Task description: Exactly and only the lines from the one with "Exercise. Mark the purple sleeve" through the end of the listing are to be transcribed, both ends included.

Listed entries:
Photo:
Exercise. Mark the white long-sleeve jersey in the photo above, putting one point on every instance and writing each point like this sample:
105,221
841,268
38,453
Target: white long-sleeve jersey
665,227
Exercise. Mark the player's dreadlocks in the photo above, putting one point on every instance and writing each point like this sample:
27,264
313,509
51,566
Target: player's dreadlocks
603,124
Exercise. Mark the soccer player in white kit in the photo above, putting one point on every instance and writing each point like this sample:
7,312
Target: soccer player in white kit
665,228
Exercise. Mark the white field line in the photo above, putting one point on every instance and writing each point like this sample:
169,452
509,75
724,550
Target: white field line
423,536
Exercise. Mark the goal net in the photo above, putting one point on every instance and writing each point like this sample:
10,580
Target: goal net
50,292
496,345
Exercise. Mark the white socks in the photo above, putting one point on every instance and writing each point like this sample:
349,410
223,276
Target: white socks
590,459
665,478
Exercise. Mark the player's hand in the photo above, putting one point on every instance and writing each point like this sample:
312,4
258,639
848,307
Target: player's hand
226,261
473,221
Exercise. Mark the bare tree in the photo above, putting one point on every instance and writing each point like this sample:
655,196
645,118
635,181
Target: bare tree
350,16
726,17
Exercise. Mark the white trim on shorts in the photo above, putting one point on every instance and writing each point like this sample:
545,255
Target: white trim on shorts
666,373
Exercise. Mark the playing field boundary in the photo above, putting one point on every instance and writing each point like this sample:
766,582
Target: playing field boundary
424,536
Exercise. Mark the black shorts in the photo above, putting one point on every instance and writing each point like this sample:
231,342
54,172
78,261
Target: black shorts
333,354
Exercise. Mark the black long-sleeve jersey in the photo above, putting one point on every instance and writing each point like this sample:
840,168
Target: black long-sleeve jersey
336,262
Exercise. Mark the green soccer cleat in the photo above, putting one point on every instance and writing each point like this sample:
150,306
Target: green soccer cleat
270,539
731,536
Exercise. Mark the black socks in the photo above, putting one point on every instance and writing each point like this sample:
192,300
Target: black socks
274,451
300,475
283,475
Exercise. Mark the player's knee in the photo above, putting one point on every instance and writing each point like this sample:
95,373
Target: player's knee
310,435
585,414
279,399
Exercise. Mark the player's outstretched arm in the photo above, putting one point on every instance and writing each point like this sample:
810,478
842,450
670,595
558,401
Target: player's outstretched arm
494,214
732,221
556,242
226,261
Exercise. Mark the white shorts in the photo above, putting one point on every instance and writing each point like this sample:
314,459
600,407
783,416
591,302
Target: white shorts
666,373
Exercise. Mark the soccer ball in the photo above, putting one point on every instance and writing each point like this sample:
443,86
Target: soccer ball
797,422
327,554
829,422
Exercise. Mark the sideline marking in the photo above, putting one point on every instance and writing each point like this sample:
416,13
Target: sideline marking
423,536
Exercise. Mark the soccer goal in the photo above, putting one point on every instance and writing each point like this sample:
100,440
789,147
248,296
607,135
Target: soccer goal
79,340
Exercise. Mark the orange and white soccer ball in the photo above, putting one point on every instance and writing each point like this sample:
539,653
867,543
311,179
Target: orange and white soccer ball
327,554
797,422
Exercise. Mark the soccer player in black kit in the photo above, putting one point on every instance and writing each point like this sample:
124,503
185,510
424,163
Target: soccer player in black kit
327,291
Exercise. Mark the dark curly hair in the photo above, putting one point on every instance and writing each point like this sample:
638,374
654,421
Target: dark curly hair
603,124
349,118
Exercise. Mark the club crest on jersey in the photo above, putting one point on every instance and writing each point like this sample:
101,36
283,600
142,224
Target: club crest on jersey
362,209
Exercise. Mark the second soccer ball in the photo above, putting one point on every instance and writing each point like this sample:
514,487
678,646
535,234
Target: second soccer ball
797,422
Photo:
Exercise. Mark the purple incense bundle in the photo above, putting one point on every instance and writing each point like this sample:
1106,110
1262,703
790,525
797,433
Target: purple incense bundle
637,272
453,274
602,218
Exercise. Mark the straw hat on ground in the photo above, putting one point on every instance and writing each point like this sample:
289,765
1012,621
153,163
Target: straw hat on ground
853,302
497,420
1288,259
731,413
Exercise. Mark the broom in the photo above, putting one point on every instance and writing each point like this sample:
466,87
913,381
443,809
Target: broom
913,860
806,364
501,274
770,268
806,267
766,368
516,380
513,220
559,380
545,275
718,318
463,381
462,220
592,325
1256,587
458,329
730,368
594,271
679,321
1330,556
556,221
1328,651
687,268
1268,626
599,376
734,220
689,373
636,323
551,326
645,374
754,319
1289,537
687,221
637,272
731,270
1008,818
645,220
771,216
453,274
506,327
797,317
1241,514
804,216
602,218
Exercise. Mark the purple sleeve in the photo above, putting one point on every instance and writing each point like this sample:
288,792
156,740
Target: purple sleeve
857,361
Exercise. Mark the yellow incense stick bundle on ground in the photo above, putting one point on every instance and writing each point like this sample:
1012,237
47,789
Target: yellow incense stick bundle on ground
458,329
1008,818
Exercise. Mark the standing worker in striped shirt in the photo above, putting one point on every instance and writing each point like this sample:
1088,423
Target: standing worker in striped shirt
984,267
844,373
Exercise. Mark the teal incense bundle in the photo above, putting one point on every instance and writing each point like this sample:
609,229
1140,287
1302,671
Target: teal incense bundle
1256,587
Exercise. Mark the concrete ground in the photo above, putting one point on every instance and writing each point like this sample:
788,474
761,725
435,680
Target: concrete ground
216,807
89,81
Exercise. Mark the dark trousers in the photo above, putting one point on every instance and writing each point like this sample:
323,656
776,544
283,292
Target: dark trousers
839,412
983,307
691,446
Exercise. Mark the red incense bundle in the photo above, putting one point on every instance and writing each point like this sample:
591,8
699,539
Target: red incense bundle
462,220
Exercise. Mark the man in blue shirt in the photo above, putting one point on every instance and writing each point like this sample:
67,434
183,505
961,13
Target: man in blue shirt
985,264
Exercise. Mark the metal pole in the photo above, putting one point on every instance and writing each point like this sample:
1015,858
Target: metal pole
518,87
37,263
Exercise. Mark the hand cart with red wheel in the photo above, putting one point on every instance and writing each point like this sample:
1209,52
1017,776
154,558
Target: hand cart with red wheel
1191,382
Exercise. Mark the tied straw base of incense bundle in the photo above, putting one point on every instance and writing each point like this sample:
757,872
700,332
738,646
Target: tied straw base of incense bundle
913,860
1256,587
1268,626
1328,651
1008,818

Solution:
Exercise. Mark the purple sleeve in the photo above, putting one point on every instance and writing each point like this sample:
288,792
156,740
Target: purple sleeve
857,361
Exercise. Mark the yellow incense stick bundle on ground in the photo above, putting one point on every instance and writing each point like this sample:
1012,237
47,789
Target: yellow incense stick bundle on ground
458,329
1008,818
Exercise. Mark the standing worker in striped shirt in the photo above, putting one point on every instance and writing each point like this sample:
1088,423
Target: standing worker in striped shirt
984,267
844,373
Exercise. Mark the teal incense bundle in the photo above, putting one point on every instance and writing each point like this sample:
609,229
1140,287
1302,671
Target: teal incense bundle
1256,587
Exercise. Mark the concrete ground in the photo above, putting one point on every instance and writing each point like this sample:
788,474
761,725
435,680
Target: concrete ground
216,807
89,81
Exercise. Mark the dark trousers in the photo above, putting one point on every instance and writing each point like this sample:
323,656
776,544
283,292
Target: dark trousers
839,412
983,307
691,446
Exercise. Mark the red incense bundle in the photo above, putting one point on every instance and writing each point like this sample:
591,8
699,539
Target: red incense bundle
462,220
Exercise. Mark the man in blue shirt in the photo above, putting one point on every instance and writing each point like this sample:
67,434
183,505
961,13
Target: man in blue shirt
985,264
Exercise. Mark the metal pole in the photo above, putting one point on every instance and writing each point like this sample:
1015,858
Target: metal pole
518,87
37,263
Exercise. Mark the hand cart with red wheel in the photo above, putting one point on every instance and writing each point like this sample:
1209,52
1017,776
154,558
Target: hand cart with red wheel
1191,382
Exercise. Mark the tied straw base of incense bundle in the photo above, putting one point on every instance and writing each point like this sample:
757,872
700,332
738,646
Target: tied straw base of incense bundle
913,860
1256,587
1268,626
1328,651
1008,818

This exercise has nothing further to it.